▶ TEKST
Wyświetl Pojedyńczy Post
Stary 10-11-2021, 18:13   #31
Rewik
 
Reputacja: 1 Rewik ma wspaniałą reputacjęRewik ma wspaniałą reputacjęRewik ma wspaniałą reputacjęRewik ma wspaniałą reputacjęRewik ma wspaniałą reputacjęRewik ma wspaniałą reputacjęRewik ma wspaniałą reputacjęRewik ma wspaniałą reputacjęRewik ma wspaniałą reputacjęRewik ma wspaniałą reputacjęRewik ma wspaniałą reputację
Oberik, Lotta, Levana, Bran, Sorcane
Rok 1489 Rachuby Dolin, Młot - dzień 11, po jedenastych dzwonach;
-49 °F, wiatr, bez opadów;

Scorp nieco bojaźliwie obserwując otoczenie, podczłapał bliżej martwej tkanki, rozlanej bliżej otchłani prowadzącej najpewniej do samych Podmroków. Zapytany przez elfa o nią zaprzeczył na tyle ile potrafił, by przekazać że nie wie co to jest.
- Trex mądry. Trex może wie. Nie widzi ja tego kiedyś. - dodał i zapytany przez Lottę o liczebność stada, ponownie pokazał sześć koboldzich pazurów.

Kiedy zdecydowali się ruszać, poprowadził ich ciasnymi, klaustrofobicznymi korytarzami prowadzącymi stale w dół i okalającymi rozpadlinę. Kiedy zatoczyli niemal pełne koło, tunel otworzył się ponownie na ziejącą z podziemi czeluść. Był tam drewniany podest. Tkwił przytulonym do jednej strony przepaści.

Z drugiej zaś strony był kolejny, podobny trap. Trapy te były połączone ze sobą liną przeplecioną przez dwa kołowrotki znajdujące się każdy po innej stronie. Na linie, z dala od nich, wisiał kosz transportowy. Był niemal identyczny jak ten zastany w miejscu walki z obcym im potworem, lecz był przeznaczony do transportu w poziomie, nie w pionie.

Scorp chwycił za serce porcelanowego dzwonka przytwierdzonego do nieruchomego elementu kołowrotka i uderzył kilka razy.



Nie musieli długo czekać, aż zza korytarza po ich lewej, zaczęły wychodzić smokowce. Jeden, drugi... pięć. Większość wyposażona była w kilofy, młoty i kliny, część nosiła latarnie mimo że koboldy doskonale widziały w ciemności. Lecz jeden z koboldów odróżniał się.

Trex wystąpił do przodu. Różnił się od reszty nie tylko tym, iż posiadał błoniaste skrzydła, lecz również wyczuwalnym bez słów posłuchem wśród reszty nielicznej grupy smokowców. Zdawał się też poruszać bardziej wyprostowany. Gadzie oczy miał żółte, zaś skórę pokrytą szkarłatnymi łuskami. Mienił się w nich blask dzierżonych przez koboldy, Oberika i Lottę pochodni.

▶ ZADANIA
A: Jakiego koloru oczy miał Trex według wpisu o koboldach?
B: Przepisz dosłownie fragment wpisu o koboldach, zaczynając od „- Trex mądry.” i ciągnąc aż do „nie w pionie.”.
C: Kontynuuj wpis o koboldach od miejsca, w którym się urywa.
Dane nie są tu potrzebne.

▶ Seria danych
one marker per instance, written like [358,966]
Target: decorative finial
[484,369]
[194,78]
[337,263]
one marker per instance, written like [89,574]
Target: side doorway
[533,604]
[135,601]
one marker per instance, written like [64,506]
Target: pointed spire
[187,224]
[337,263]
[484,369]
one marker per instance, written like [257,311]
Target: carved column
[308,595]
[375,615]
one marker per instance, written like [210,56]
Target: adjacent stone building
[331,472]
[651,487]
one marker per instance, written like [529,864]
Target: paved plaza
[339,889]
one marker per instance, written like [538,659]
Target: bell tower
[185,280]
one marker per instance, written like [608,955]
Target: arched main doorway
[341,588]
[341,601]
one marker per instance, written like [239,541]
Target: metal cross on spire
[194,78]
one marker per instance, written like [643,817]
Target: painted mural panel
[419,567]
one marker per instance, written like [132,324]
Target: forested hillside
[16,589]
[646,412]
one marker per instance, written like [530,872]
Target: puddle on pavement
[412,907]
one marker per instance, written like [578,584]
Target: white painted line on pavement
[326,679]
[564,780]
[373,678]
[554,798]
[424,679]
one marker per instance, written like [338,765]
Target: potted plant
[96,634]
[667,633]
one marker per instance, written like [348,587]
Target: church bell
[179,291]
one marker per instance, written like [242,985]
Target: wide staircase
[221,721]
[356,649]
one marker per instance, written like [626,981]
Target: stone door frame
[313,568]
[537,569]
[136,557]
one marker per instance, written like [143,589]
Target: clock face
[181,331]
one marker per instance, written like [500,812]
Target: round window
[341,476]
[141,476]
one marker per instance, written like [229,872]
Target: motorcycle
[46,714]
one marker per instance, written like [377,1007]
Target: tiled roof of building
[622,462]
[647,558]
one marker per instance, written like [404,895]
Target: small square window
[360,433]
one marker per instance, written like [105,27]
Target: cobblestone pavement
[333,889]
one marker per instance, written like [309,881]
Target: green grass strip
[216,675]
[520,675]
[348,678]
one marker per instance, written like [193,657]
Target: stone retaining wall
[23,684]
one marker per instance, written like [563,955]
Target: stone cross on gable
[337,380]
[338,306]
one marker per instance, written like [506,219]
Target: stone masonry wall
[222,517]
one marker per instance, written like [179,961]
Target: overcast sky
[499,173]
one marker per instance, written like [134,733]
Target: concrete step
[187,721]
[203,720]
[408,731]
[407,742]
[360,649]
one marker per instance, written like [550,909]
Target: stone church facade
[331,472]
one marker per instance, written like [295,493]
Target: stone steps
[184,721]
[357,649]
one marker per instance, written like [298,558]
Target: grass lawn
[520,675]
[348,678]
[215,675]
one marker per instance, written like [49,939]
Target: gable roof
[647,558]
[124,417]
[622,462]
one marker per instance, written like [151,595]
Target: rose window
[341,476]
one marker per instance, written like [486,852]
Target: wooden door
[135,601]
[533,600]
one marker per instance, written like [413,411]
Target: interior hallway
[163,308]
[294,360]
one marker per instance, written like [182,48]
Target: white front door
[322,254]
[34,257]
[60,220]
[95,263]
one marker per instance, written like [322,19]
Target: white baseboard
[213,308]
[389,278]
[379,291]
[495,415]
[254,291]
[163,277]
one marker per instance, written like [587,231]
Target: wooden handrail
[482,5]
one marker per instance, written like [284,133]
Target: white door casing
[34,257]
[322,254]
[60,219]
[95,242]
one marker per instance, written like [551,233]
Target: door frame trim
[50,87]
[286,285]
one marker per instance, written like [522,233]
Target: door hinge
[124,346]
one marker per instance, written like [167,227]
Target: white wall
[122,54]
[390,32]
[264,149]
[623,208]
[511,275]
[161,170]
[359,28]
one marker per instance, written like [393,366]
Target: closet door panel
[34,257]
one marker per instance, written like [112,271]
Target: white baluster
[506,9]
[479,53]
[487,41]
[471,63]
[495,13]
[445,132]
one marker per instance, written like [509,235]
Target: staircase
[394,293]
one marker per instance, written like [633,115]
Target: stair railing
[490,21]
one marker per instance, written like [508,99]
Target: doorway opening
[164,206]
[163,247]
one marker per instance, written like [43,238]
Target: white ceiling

▶ OCZEKIWANE ODPOWIEDZI
A: Żółte.

B:
- Trex mądry. Trex może wie. Nie widzi ja tego kiedyś. - dodał i zapytany przez Lottę o liczebność stada, ponownie pokazał sześć koboldzich pazurów.

Kiedy zdecydowali się ruszać, poprowadził ich ciasnymi, klaustrofobicznymi korytarzami prowadzącymi stale w dół i okalającymi rozpadlinę. Kiedy zatoczyli niemal pełne koło, tunel otworzył się ponownie na ziejącą z podziemi czeluść. Był tam drewniany podest. Tkwił przytulonym do jednej strony przepaści.

Z drugiej zaś strony był kolejny, podobny trap. Trapy te były połączone ze sobą liną przeplecioną przez dwa kołowrotki znajdujące się każdy po innej stronie. Na linie, z dala od nich, wisiał kosz transportowy. Był niemal identyczny jak ten zastany w miejscu walki z obcym im potworem, lecz był przeznaczony do transportu w poziomie, nie w pionie.

C:
Urd, bowiem tak zwano skrzydlate koboldy był odziany w prosty skórzany kaftan oraz owinięte wokół torsu łachmany spięte skórzanym pasem. Do owego pasa przytwierdzone były sakwy. W jednej z pewnością tkwił niemały wolumin, w pozostałych tkwiły zapewne zwykłe koboldzie sprawy.

- Nie mamy niecnych zamiarów, nieznajomi. - rzekł urd płynną, wspólną mową lekko tylko spaczoną przez kształt pysku, przez który musiały ulatwywac te słowa.

Trex uniósł dłonie w geście ukazującym, iż nie próbuje żadnych pokryjomych sztuczek.
- Wieczna zima uczyniła egzystencję pośród nadprzyrodzonego mrozu tundr niemożną do przezwyciężenia. Nie uczyniliśmy górnikom krzywd, lecz jeśli to w tej sprawie przybywacie, przyjmijcie moje najszczersze przeprosiny.

Urd ukłonił się lekko, przyklejając prawe przedramię w okolicach torsu w geście przeprosin.
- Liczę, że to temporalne nieporozumienie, którego implikacją był płochliwy odwrót górników będzie zalążkiem intratnej współpracy dla obu stron. Od początku nie taki był nasz zamiar. To czego potrzebujemy to miejsce gdzie możemy uchronić się przed przeraźliwym chłodem i jedzenie. W zamian będziemy pracować dla Termalaine dniami i nocami i nie przyprawimy mieszkańców o kłopoty. Miasto zyska, mając nas za pracowników. Nie ma bowiem lepszego górnika nad smokowca. Jaka będzie wasza odpowiedź?

Niewątpliwie słownictwo, z którego korzystał ów urd, odstawało od wyobrażeń o tych stworzeniach. Pomimo swej postaci sprawiał wrażenie uczonego.

Lotta: wyczucie pobudek - tajny!
Lavena: wyczucie pobudek - tajny!
Oberik: wyczucie pobudek - tajny!
Sorcane: wyczucie pobudek - tajny!
Bran: wyczucie pobudek - tajny!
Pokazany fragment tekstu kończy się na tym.